───── Section du document

Pour redevenir « participant » à la RAMQ, c’est encore plus rapide. Il suffit d’envoyer un nouvel avis à la société d’État, et le médecin peut reprendre sa pratique au public huit jours plus tard.

Les médecins peuvent donc faire la navette entre le public et le privé plusieurs fois par année. Et de plus en plus le font.

Québec prêt à changer les règles

Or, le ministre de la Santé, Christian Dubé, a l’intention de changer les règles du jeu. Une réflexion sérieuse est en cours, mais aucune décision n’a encore été prise, selon des informations obtenues de sources sûres. Des discussions auront lieu avec les fédérations de médecins en vue de resserrer la réglementation au cours des prochains mois.

PHOTO EDOUARD PLANTE-FRÉCHETTE, ARCHIVES LA PRESSE

Le ministre de la Santé, Christian Dubé

Un scénario circule à Québec : le gouvernement ferait passer le délai pour se désaffilier de la RAMQ de 30 à 180 jours – environ six mois. Une telle prolongation du délai de préavis empêcherait tout médecin de sauter la clôture plusieurs fois par année. L’objectif serait aussi de dissuader les médecins de quitter le régime public.

Le Collège des médecins inquiet

La réflexion du gouvernement va dans le sens d’une proposition faite par le Collège des médecins l’an dernier. Cet ordre professionnel a recommandé de donner un tour de vis « afin de s’assurer des soins véritablement universels et accessibles ».

« Ainsi, les règles permettant l’alternance entre les régimes public et privé doivent être raffermies pour éviter qu’un médecin puisse offrir presque simultanément un même service au public et au privé, et ainsi engendrer des situations de médecine à deux vitesses », peut-on lire dans un mémoire transmis à Québec dans le cadre des consultations sur la réforme Dubé.

Le Collège ajoute que « cette alternance entre le public et le privé a aussi un impact sur la disponibilité des ressources professionnelles au sein des établissements publics ». L’essor du privé draine la main-d’œuvre du public.

Ce n’est pas la première fois qu’un gouvernement s’inquiète de la situation, mais aucune solution concrète n’a été présentée à ce jour.

──────────
───── Extraits de données

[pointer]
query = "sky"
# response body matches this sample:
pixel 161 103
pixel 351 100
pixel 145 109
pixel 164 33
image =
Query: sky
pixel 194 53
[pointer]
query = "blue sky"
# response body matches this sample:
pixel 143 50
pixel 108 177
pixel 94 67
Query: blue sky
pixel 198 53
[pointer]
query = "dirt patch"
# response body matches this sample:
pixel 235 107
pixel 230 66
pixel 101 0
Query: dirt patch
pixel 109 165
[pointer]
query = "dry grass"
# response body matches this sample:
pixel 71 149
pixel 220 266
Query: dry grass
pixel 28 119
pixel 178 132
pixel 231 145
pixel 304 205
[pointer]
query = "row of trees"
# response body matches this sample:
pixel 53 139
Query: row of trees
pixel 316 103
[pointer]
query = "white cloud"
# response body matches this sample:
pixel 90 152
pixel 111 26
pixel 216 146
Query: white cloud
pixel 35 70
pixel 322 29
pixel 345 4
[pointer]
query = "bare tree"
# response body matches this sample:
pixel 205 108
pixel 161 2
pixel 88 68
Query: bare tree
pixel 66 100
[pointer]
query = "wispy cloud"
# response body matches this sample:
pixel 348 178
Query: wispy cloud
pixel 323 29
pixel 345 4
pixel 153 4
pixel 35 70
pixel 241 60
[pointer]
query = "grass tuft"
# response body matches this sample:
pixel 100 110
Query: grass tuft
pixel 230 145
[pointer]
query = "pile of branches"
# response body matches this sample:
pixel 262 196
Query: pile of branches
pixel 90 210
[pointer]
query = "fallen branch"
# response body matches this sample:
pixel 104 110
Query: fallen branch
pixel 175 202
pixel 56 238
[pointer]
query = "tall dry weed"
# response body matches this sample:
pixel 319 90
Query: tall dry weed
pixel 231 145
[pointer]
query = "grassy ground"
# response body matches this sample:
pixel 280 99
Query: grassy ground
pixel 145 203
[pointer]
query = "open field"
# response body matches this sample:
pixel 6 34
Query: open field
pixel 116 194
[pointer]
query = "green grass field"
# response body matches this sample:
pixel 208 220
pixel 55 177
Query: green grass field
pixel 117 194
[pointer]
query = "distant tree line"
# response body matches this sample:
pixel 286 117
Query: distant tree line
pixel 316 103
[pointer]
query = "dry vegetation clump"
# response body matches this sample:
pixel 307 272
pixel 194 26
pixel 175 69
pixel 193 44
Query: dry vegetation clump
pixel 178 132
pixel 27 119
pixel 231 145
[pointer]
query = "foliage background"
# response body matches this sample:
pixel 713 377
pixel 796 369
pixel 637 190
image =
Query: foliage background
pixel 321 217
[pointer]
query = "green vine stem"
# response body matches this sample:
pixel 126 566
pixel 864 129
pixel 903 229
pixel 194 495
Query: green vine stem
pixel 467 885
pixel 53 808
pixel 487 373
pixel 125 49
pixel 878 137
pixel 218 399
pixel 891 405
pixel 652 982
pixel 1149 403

──────────

Consigne
Dans le texte sur l'alternance des médecins entre le public et le privé, à combien de jours le scénario qui circule à Québec porterait-il le délai pour se désaffilier de la RAMQ ? Les lignes n'ont aucun rapport avec le texte.

Réponse attendue
Ce délai passerait de 30 à 180 jours, soit environ six mois.